[Stored records]
=== Section Start ===

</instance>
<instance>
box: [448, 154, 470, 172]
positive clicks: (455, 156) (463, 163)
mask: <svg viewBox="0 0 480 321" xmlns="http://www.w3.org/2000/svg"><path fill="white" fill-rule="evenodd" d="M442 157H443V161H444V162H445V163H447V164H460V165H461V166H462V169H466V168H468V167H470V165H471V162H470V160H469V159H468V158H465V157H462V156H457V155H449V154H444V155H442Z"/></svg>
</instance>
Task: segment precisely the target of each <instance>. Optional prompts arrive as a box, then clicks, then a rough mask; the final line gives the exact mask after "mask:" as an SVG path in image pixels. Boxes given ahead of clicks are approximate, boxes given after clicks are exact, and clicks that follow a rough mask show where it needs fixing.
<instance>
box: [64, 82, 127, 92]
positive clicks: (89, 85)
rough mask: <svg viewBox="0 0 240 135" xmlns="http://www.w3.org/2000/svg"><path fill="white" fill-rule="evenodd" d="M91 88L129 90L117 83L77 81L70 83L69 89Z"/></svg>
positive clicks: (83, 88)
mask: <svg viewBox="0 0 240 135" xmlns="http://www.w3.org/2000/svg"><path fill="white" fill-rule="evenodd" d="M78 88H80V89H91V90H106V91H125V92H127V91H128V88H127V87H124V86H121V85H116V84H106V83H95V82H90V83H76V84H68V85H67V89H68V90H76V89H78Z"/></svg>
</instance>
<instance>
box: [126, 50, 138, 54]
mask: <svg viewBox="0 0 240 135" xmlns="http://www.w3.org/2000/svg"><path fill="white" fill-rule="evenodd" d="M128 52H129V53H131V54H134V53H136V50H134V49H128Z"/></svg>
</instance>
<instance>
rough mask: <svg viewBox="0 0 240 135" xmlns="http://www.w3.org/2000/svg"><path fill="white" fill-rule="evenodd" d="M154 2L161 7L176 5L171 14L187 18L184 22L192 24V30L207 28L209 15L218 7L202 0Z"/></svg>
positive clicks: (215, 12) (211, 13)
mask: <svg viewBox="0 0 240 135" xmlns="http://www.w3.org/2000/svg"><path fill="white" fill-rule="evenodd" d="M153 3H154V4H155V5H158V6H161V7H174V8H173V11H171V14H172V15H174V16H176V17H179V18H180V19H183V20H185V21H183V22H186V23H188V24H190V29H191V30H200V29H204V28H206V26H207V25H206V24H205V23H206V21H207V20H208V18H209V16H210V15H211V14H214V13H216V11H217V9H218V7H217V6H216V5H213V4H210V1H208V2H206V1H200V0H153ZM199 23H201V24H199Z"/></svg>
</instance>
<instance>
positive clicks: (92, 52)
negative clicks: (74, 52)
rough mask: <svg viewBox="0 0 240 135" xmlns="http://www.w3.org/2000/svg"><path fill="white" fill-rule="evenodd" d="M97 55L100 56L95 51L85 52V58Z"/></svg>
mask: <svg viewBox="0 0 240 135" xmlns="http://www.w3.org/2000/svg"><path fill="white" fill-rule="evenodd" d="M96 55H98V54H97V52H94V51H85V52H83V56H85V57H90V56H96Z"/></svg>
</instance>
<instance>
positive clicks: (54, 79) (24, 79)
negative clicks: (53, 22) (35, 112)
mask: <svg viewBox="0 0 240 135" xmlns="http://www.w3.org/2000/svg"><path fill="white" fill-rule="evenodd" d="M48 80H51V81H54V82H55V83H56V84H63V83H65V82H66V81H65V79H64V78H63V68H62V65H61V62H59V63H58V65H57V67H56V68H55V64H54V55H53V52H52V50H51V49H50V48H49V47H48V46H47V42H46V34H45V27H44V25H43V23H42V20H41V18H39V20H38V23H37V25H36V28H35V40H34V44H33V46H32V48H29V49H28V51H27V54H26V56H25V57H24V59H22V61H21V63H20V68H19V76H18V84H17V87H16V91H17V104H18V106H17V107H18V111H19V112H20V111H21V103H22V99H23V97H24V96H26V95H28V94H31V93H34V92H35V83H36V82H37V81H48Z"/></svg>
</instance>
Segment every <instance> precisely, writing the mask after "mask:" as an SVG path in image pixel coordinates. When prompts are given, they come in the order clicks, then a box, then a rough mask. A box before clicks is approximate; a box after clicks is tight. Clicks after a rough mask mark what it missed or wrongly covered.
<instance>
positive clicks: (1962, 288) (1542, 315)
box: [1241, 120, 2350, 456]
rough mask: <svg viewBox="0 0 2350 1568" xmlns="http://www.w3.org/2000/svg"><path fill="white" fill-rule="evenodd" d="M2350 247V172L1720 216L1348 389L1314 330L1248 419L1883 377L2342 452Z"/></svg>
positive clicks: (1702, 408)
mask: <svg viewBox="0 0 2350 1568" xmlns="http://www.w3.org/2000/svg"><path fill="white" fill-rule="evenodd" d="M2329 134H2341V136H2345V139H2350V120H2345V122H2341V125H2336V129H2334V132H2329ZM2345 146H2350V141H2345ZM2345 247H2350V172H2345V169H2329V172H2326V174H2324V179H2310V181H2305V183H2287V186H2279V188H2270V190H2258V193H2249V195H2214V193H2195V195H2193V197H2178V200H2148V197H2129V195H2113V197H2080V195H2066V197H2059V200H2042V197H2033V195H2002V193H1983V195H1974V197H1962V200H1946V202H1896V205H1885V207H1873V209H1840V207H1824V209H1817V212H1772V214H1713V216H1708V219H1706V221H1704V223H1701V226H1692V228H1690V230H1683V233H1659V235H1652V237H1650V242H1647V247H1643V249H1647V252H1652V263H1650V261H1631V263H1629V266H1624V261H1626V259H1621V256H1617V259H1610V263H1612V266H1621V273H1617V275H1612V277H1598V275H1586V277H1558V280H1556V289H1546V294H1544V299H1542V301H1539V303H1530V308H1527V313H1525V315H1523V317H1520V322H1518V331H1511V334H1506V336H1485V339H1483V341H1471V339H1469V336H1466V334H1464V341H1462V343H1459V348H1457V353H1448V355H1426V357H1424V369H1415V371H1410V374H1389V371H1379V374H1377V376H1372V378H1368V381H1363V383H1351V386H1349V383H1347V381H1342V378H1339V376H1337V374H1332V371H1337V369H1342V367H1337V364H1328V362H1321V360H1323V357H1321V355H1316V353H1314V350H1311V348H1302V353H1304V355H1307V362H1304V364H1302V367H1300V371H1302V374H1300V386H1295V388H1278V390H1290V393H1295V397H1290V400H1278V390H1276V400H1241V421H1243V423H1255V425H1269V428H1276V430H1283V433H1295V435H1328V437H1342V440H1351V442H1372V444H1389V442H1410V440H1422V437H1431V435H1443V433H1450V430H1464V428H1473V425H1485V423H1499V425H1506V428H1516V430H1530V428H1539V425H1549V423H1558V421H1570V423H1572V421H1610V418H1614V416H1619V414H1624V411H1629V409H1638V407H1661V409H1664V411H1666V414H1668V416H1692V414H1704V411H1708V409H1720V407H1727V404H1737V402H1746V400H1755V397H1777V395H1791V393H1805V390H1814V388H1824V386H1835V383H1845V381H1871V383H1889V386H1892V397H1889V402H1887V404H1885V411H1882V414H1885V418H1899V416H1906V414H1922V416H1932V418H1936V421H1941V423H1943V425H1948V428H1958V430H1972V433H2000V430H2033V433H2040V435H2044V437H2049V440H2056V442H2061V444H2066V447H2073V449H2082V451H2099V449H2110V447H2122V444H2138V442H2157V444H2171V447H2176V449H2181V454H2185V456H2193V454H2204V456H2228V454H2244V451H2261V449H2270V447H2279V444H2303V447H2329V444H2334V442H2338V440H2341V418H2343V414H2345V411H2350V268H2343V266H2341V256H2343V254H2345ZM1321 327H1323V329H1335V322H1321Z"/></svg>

=== Section End ===

ASSIGNMENT:
Put the lines of the rows above into a Markdown table with the columns Row and Line, starting at the line containing "247V172L1720 216L1348 389L1314" and ending at the line containing "positive clicks: (1702, 408)", both included. Number each line in Row, place its text in Line, and leave out blank lines.

WRITTEN RESPONSE:
| Row | Line |
|---|---|
| 1 | rough mask: <svg viewBox="0 0 2350 1568" xmlns="http://www.w3.org/2000/svg"><path fill="white" fill-rule="evenodd" d="M2350 247V172L1720 216L1348 389L1314 330L1248 419L1883 377L2342 452Z"/></svg> |
| 2 | positive clicks: (1702, 408) |